OBJECTIVE: Would you copy only the lines below, beginning with the one that contains "church roof? Mark that spot." and running through the last entry line?

:: INPUT DATA ::

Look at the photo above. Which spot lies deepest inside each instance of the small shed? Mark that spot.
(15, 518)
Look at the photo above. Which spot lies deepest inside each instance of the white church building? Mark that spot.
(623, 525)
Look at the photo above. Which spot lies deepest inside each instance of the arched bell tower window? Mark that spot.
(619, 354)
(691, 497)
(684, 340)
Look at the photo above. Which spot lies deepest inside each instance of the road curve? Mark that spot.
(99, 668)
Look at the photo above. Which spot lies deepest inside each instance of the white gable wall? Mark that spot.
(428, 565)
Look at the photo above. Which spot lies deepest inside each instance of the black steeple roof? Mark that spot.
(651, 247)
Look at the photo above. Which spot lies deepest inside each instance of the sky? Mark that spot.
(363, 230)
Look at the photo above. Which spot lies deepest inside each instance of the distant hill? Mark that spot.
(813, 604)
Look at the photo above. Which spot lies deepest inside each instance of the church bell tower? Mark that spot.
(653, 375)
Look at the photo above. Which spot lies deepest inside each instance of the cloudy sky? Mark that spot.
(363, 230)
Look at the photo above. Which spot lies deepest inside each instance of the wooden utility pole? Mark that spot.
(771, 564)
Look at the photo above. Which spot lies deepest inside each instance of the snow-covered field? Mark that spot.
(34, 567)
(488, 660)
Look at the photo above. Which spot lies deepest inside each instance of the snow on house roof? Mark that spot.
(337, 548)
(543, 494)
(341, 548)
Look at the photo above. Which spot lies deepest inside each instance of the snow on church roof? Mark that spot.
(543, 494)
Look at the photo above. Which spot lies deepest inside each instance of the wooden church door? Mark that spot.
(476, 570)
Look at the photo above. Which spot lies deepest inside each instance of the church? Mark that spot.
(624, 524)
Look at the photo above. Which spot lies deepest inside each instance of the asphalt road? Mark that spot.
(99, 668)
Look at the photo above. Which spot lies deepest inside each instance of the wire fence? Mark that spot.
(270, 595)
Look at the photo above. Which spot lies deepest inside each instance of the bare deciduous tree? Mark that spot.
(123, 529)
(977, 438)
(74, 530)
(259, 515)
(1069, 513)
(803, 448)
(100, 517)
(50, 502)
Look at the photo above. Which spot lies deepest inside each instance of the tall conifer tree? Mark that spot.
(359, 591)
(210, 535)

:::

WRITTEN RESPONSE:
Look at the photo above. Which spot lies deepest inside each instance of the snow on church roof? Mark that spot.
(543, 494)
Look at the photo above. Which spot lies deepest inside each instance of the wooden church door? Mark that spot.
(476, 570)
Look at the photo above. Which spot lies deepest inside each instance of the church? Mark that spot.
(624, 524)
Look at the photo above. Which spot lies deepest inside each instance of the asphalt road? Mark that spot.
(99, 668)
Look at the photo above. Which spot lies deepest inside each instance of the wire fence? Mark that spot.
(270, 595)
Look at the photo above. Which spot lies deepest inside each instance of the bare deciduous tree? Mark that spot.
(123, 529)
(977, 438)
(74, 530)
(259, 515)
(1069, 513)
(803, 448)
(100, 517)
(50, 502)
Look at the photo above. Which spot lies deepest inside each instance of the tall conifer tree? Mark that spot.
(359, 591)
(210, 535)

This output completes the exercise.